Estendi il brano sulla responsabilità dei liquidatori delle società, riprendendo dopo l'ultima frase riportata.

== Brano da leggere ==
┄┄┄┄┄┄┄┄┄┄┄┄┄┄┄┄┄┄┄┄

La redazione presuppone la monetizzazione di tutto l’attivo e il pagamento dei creditori ed è costituita dallo stato patrimoniale, dal conto economico e dalla nota integrativa nonché da un piano di riparto.[1]
Sotto la loro responsabilità, i liquidatori possono dar corso ai pagamenti indicati nel piano di riparto in favore dei soci subito dopo il deposito del bilancio nel registro delle imprese.
Una specifica ipotesi di responsabilità dei liquidatori verso i creditori sociali è sancita dall’art. 2491 c.c. La loro responsabilità rappresenta un’ipotesi di lesione del diritto di credito che si ravvisa laddove gli stessi abbiano effettuato il riparto pur essendo consapevoli dell’esistenza di passività anche solo potenziali. Il liquidatore di una società cancellata dal registro delle imprese può essere quindi chiamato a rispondere nei confronti dei creditori sociali insoddisfatti laddove questi dimostrino l’esistenza, nel bilancio finale di liquidazione, di un attivo dallo stesso distribuita ai soci, oppure che la mancanza di attivo sia imputabile alla sua negligenza od inottemperanza ai doveri imposti dalla natura e dalle finalità del procedimento di liquidazione . Nel caso in cui siano state effettuate operazioni fraudolente nella fase della distribuzione dell’attivo, a tutela dei creditori danneggiati sussistono sempre i normali mezzi di conservazione del patrimonio a partire dall’azione revocatoria.[2]
Il decreto legislativo n. 175/2014 ha innovato profondamente la disciplina in tema di responsabilità dei liquidatori delle società di capitali intervenendo su alcune norme che la regolano.
Infatti nell’attuale versione dell’articolo 36 del decreto del Presidente della Repubblica 29 settembre 1973, n. 602 primo comma: i liquidatori “(…) che non adempiono all’obbligo di pagare, con le attività della liquidazione, le imposte dovute per il periodo della liquidazione medesima e per quelli anteriori rispondono in proprio del pagamento delle imposte se non provano di aver soddisfatto i crediti tributari anteriormente all’assegnazione di beni ai soci o associati, ovvero di avere soddisfatto crediti di ordine superiore a quelli tributari. Tale responsabilità è commisurata all’importo dei crediti d’imposta che avrebbero trovato capienza in sede di graduazione dei crediti”.

┄┄┄┄┄┄┄┄┄┄┄┄┄┄┄┄┄┄┄┄

== Dati estratti ==

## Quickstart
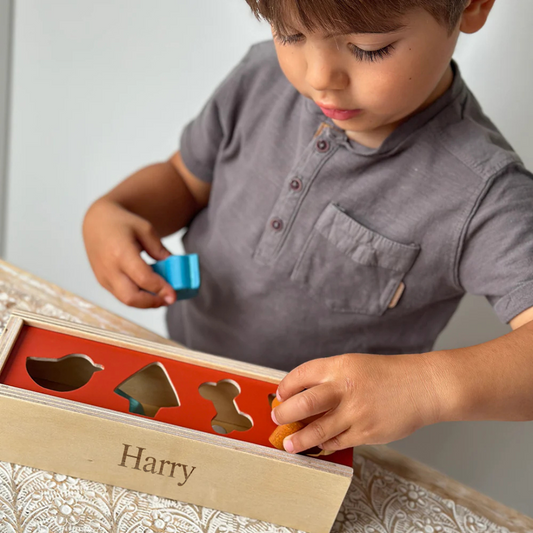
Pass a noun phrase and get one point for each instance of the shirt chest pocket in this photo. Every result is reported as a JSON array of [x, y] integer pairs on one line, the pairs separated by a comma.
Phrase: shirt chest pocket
[[351, 268]]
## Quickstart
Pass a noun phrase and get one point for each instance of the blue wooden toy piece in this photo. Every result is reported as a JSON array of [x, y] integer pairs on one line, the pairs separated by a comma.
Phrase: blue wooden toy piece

┄┄┄┄┄┄┄┄┄┄┄┄┄┄┄┄┄┄┄┄

== Risposta scritta ==
Viene quindi prevista la responsabilità personale dei liquidatori, nel caso in cui, salvo prova contraria, abbiano distribuito somme ai soci relative all’anno di liquidazione oppure ad anni precedenti o abbiano soddisfatto preliminarmente crediti di rango inferiore rispetto a quelli tributari.
In sostanza, è stato sancito che se i liquidatori non dovessero dimostrare di aver assolto tutti gli oneri tributari, essi stessi saranno tenuti a rispondere in proprio del versamento dei tributi dovuti dalla società estinta, nei limiti dei crediti erariali che avrebbero trovato capienza in sede di graduazione dei crediti.
È necessario sottolineare che la riforma normativa non ha riguardato tanto la responsabilità personale e patrimoniale dei liquidatori, già prevista in modo pressoché identico nella versione previgente dell’art. 36 del DPR 602/73, bensì l’inversione dell’onere della prova: saranno infatti i liquidatori e non l’amministrazione finanziaria a dover dimostrare di aver gestito la fase di liquidazione secondo legge e di non aver né assegnato beni ai soci, né soddisfatto crediti di rango inferiore rispetto a quelli tributari prima di aver pagato questi ultimi.
[1] G. Racugno, Interessi, poteri e criteri nella liquidazione dei beni degli enti, in Giur. comm., 1/2014, p. 33 e ss.
[2] F. Fimmanò, Estinzione fraudolenta della società e ricorso di fallimento “sintomatico” del pubblico ministero, in Dir. pen. dell’impresa, 9 settembre 2013, p. 14.